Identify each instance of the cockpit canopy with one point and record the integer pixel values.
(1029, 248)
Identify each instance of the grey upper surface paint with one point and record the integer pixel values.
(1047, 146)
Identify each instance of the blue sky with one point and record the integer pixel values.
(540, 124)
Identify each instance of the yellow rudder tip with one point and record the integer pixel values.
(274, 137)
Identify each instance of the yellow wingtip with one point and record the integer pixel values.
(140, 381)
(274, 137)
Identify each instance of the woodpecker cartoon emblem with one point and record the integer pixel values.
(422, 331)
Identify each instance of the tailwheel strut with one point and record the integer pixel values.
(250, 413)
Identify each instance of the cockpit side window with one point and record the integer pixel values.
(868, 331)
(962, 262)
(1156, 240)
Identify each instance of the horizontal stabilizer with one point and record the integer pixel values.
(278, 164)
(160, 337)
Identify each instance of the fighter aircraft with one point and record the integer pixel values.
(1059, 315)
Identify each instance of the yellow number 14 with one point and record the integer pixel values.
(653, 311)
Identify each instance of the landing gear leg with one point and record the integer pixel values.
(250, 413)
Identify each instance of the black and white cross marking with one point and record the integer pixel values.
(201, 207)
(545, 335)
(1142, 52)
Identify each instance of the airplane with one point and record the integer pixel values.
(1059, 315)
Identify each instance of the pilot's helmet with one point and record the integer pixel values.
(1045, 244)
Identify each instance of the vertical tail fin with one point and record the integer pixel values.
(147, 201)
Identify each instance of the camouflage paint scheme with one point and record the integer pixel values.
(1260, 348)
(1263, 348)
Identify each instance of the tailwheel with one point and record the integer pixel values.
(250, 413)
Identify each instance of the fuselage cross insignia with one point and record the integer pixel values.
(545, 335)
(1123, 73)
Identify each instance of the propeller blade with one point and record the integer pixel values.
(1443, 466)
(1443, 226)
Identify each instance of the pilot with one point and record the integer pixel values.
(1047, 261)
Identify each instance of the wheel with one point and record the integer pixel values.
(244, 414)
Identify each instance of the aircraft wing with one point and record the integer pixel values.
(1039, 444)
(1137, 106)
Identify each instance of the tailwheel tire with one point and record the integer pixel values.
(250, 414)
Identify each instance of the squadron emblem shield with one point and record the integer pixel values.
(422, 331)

....................

EXERCISE DIRECTIONS
Set down, please, the lines from the line holding "Identify each instance of the airplane" through the final line of the data, exactly and with nothing added.

REPLY
Identify each instance of the airplane with one point and record the integer pixel values.
(1059, 315)
Identify each instance of the pilot's helmet with one point and record the integer pixel values.
(1045, 244)
Identify each instance of the vertical tail fin with one point and record the integer pixel values.
(147, 201)
Identify each instance of the camouflage paint scheme with one point and record the integer pixel values.
(1260, 348)
(1263, 348)
Identify each instance of the tailwheel with one point and record the integer pixel values.
(250, 413)
Identify each instance of the fuselage cross insignia with one point and record the integer pixel values.
(545, 335)
(1123, 73)
Identify each instance of the propeller blade with one point and record the integer pixel values.
(1443, 466)
(1443, 226)
Identify each instance of the pilot with one point and record the integer pixel values.
(1047, 261)
Identify each instance of the wheel with one point and record the integer pixel values.
(244, 414)
Identify each instance of the aircraft wing with one point and record the integer pixel values.
(1039, 444)
(1137, 106)
Identify each instance of the tailwheel tire with one point and record the integer pixel values.
(250, 414)
Identify each instance of the squadron emblem shield with one point and record the integer pixel values.
(422, 331)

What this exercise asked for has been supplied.